Passage provided:
* * * *
Re: [RFC -V2 3/8] autonuma, memory tiering: Use kswapd to demote cold pages to PMEM

"Huang\, Ying" <ying.huang@xxxxxxxxx> · Wed, 19 Feb 2020 14:05:09 +0800

Mel Gorman <mgorman@xxxxxxx> writes:

> On Tue, Feb 18, 2020 at 04:26:29PM +0800, Huang, Ying wrote:
>> From: Huang Ying <ying.huang@xxxxxxxxx>
>> 
>> In a memory tiering system, if the memory size of the workloads is
>> smaller than that of the faster memory (e.g. DRAM) nodes, all pages of
>> the workloads should be put in the faster memory nodes.  But this
>> makes it unnecessary to use slower memory (e.g. PMEM) at all.
>> 
>> So in common cases, the memory size of the workload should be larger
>> than that of the faster memory nodes.  And to optimize the
>> performance, the hot pages should be promoted to the faster memory
>> nodes while the cold pages should be demoted to the slower memory
>> nodes.  To achieve that, we have two choices,
>> 
>> a. Promote the hot pages from the slower memory node to the faster
>>    memory node.  This will create some memory pressure in the faster
>>    memory node, thus trigger the memory reclaiming, where the cold
>>    pages will be demoted to the slower memory node.
>> 
>> b. Demote the cold pages from faster memory node to the slower memory
>>    node.  This will create some free memory space in the faster memory
>>    node, and the hot pages in the slower memory node could be promoted
>>    to the faster memory node.
* * * *
Data records:

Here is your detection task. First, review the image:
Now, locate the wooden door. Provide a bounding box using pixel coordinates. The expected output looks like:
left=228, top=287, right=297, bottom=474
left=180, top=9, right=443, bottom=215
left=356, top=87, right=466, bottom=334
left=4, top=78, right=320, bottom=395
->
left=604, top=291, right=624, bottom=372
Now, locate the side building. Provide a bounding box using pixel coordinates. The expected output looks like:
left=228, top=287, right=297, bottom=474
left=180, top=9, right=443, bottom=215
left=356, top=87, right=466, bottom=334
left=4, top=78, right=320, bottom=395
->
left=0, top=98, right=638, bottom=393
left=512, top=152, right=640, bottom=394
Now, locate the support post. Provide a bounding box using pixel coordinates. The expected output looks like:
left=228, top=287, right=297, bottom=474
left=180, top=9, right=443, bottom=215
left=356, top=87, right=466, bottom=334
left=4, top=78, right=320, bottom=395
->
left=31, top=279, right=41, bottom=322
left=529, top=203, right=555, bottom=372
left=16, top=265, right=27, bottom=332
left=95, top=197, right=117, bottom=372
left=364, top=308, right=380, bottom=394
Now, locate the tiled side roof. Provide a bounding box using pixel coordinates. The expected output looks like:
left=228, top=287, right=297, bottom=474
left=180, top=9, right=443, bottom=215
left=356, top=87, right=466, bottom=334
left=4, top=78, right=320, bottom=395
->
* * * *
Written tasks:
- 1) Answer these from the memory tiering email:
(a) What does the email give as an example of faster memory?
(b) What does it give as an example of slower memory?
(c) Under choice a, what triggers the memory reclaiming?
- 2) Using the memory tiering email, explain why the workload's memory size should usually be larger than that of the faster memory nodes. Answer in one to three sentences.
- 3) Pick up the memory tiering email after its last line and continue it.

The responses:
- 1)
(a) DRAM
(b) PMEM
(c) Promoting hot pages from the slower memory node to the faster one creates memory pressure in the faster memory node, and that pressure triggers the reclaiming.

- 2) If a workload's memory size is smaller than that of the faster memory nodes, all of its pages should go in those faster nodes. Then there is no need to use the slower memory at all.

- 3)
>> 
>> The choice "a" will create the memory pressure in the faster memory
>> node.  If the memory pressure of the workload is high too, the memory
>> pressure may become so high that the memory allocation latency of the
>> workload is influenced, e.g. the direct reclaiming may be triggered.
>> 
>> The choice "b" works much better at this aspect.  If the memory
>> pressure of the workload is high, it will consume the free memory and
>> the hot pages promotion will stop earlier if its allocation watermark
>> is higher than that of the normal memory allocation.
>> 
>> In this patch, choice "b" is implemented.  If memory tiering NUMA
>> balancing mode is enabled, the node isn't the slowest node, and the
>> free memory size of the node is below the high watermark, the kswapd
>> of the node will be waken up to free some memory until the free memory
>> size is above the high watermark + autonuma promotion rate limit.  If
>> the free memory size is below the high watermark, autonuma promotion
>> will stop working.  This avoids to create too much memory pressure to
>> the system.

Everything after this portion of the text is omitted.